Challenge —
Locate each line in the records below that contains the string "query" and copy every such line in full.

[Stored items from a collection]

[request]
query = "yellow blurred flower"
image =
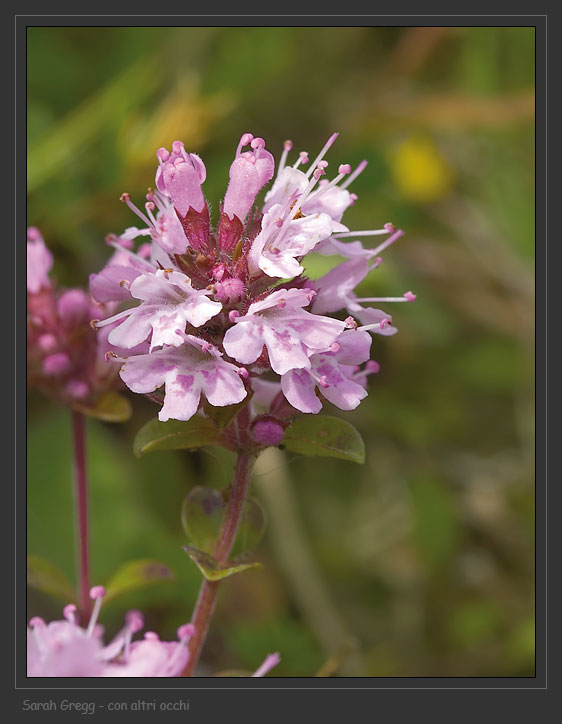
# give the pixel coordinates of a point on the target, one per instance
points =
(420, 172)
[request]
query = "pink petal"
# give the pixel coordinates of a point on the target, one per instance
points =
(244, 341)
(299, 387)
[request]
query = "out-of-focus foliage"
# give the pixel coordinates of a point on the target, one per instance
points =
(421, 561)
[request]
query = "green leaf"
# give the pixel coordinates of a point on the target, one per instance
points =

...

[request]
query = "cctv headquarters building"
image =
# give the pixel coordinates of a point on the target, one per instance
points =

Task response —
query = "yellow blurred flower"
query = "pink petal"
query = "out-of-focus foliage"
query = "green leaf"
query = "cctv headquarters building"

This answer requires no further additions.